··· LESETEXT ···

# Laptop überhitzt beim Kernel-Compile

## spike_gentoo

Hallo liebe Community,

bei meinem Acer Aspire 5738 ist es derzeit unmöglich Gentoo zu installieren. Wärend der Installation anhand des Handbuches geht zu Anfang alles gut: Platte partitioniert, Stage & Portage geladen und entpackt, konfiguriert, Kernel emergt und konfiguriert. Wenn ich nun allerdings versuche den Kernel zu bauen, überhitzt das Laptop und schaltet sich bei ca 101°C ab. Ich bin mir nicht ganz sicher an was das hängt, könnte mir aber vorstellen, dass entweder die Lüftersteuerung nicht so ganz mitmacht oder die Grafikkarte auf Grund nicht vorhandener Treiber dauerhaft auf 100% läuft und dann eben in Kombination mit höherer CPU-Temp überhitzt. Hat irgendjemand einen Tip, was ich machen kann, um einer Überhitzung auszuweichen? 

Danke schonmal  :Smile: 

----------

## Finswimmer

Mit Strg + Z kannst du den Kernelbau anhalten, warten bis der Laptop abgekühlt ist und dann mit "fg" wieder starten.

Aber sowas sollte eigentlich nicht nötig sein.

Mit welcher LiveCD startest du denn?

----------

## spike_gentoo

Ich starte von 'ner Weekly Minimal.

Das mit dem Anhalten ist nicht ganz optimal, nen Versuch wäre es dennoch wert. Könnte auf ner zweiten Konsole mal sensors mitlaufen lassen und hoffen, dass ich rechtzeitig drücken kann  :Wink: 

----------

## chilla

Hi,

ist prinzipiell schonmal die richtige Jahreszeit, um Gentoo zu installieren - zumindest baue ich Openoffice nur im Winter. 

Tatsächlich habe ich das gleiche Problem. Was mir geholfen hat:

- Verwende eine LiveCD, die entsprechende cpufreq/acpi treiber drin hat, die es dir erlauben, die CPU runterzudrehen und den Lüfter hoch.

- Mach den Lüfter vorher sauber. 

Ich glaube, wenn du die MAKEOPTS auf -j1 stellst, läuft nur ein compilejob gleichzeitig. Auf einer Multicore-CPU dürfte das dazu führen, dass alle ausser einem Kern wenig zu tun haben, was es zwar langsam macht, aber entsprechend auch die Temperatur unten hält. Das ist aber erstmal nur ne Vermutung, mein Wissen über die Makeopts hält sich in Grenzen... 

Beste Grüße und viel Glück!

----------

## spike_gentoo

 *Quote:*   

> 
> 
> Verwende eine LiveCD, die entsprechende cpufreq/acpi treiber drin hat, die es dir erlauben, die CPU runterzudrehen und den Lüfter hoch.
> 
> 

 

Ist vielleicht ne blöde Frage, aber wo krieg ich sowas her?  :Very Happy: 

----------

## manuels

Wahrscheinlich unterstützt Knoppix das.

----------

## spike_gentoo

Alles klar, Dankeschön! Werde ich mal versuchen  :Smile: 

Ich melde mich zurück, ob das funktioniert hat oder nicht.

----------

## doedel

Das Problem kenn ich von nem HP Laptop, kann dir momentan leider nicht sagen welcher, war/ist nicht meiner. Die Lösung brachte nur die Ubuntu 10.04 Live CD, knoppix und andere tatens nicht.

----------

··· DATENAUSZÜGE ···

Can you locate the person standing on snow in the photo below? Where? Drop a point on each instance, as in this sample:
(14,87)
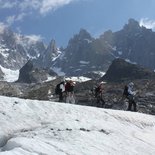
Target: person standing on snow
(69,89)
(130,95)
(59,90)
(99,94)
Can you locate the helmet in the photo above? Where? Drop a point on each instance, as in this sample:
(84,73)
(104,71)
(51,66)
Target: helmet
(101,82)
(131,84)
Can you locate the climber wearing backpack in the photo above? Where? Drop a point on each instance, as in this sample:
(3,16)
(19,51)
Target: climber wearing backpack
(59,90)
(99,95)
(69,89)
(130,95)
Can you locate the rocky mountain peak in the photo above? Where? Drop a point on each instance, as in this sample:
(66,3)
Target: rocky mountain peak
(121,70)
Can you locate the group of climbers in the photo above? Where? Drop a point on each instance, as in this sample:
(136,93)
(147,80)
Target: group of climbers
(66,94)
(65,90)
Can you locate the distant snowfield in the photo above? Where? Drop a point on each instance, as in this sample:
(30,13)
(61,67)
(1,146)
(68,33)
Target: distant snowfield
(31,127)
(10,75)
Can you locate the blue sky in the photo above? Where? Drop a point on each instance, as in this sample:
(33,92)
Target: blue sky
(61,19)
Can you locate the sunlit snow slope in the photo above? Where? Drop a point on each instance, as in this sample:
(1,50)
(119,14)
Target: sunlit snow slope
(31,127)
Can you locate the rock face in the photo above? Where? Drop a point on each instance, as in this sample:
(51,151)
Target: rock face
(120,70)
(16,50)
(84,54)
(31,74)
(135,43)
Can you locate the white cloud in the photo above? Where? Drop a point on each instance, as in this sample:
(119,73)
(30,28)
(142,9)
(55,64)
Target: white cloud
(11,19)
(33,38)
(41,6)
(7,4)
(50,5)
(150,24)
(26,7)
(2,27)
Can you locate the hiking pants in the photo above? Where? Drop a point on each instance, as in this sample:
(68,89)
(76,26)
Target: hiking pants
(70,98)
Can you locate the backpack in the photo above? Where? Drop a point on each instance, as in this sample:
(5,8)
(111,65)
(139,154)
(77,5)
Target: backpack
(125,92)
(97,90)
(57,89)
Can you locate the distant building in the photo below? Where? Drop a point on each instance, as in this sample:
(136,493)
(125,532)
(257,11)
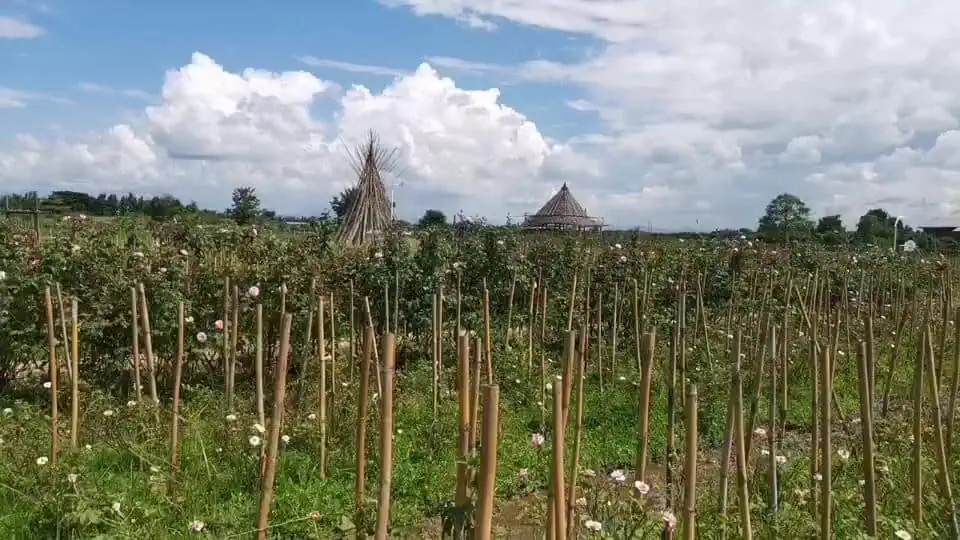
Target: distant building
(562,212)
(951,232)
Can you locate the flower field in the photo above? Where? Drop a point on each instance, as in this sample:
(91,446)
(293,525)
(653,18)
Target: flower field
(209,382)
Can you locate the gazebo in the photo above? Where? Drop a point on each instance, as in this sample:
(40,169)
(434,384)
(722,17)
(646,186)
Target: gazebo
(562,212)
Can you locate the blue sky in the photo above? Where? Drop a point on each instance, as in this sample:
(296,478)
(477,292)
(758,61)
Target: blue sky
(689,114)
(128,44)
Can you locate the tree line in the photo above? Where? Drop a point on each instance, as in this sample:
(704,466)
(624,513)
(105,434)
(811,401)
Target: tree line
(787,218)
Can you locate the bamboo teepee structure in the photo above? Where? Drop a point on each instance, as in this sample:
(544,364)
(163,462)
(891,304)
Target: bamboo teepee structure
(370,212)
(563,212)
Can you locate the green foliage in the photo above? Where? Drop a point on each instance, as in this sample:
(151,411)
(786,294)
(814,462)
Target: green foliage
(125,488)
(246,206)
(433,218)
(830,230)
(786,218)
(340,204)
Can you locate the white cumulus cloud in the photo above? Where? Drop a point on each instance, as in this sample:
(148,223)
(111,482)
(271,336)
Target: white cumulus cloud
(733,101)
(212,130)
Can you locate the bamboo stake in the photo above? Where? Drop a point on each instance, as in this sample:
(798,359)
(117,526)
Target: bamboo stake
(866,433)
(273,444)
(226,342)
(135,330)
(386,438)
(322,413)
(772,429)
(63,328)
(463,388)
(559,504)
(488,462)
(946,490)
(487,334)
(258,367)
(52,372)
(577,441)
(690,468)
(954,387)
(148,343)
(74,358)
(917,465)
(361,440)
(743,491)
(234,335)
(826,446)
(177,377)
(647,351)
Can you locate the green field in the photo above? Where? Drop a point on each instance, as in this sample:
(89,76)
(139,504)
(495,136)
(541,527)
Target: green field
(695,296)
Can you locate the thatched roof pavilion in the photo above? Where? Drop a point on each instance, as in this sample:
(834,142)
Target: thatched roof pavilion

···

* **ZIEL**
Beantworte diese Fragen zum Thread über den überhitzenden Laptop:
1. Bei welcher Temperatur schaltet sich der Laptop ab?
2. Mit welchem Befehl lässt sich der angehaltene Kernelbau laut Finswimmer wieder starten?
3. Welche Live-CD brachte laut doedel als einzige die Lösung?

* **LÖSUNG**
1. Bei ca. 101 °C.
2. Mit „fg“.
3. Die Ubuntu 10.04 Live CD.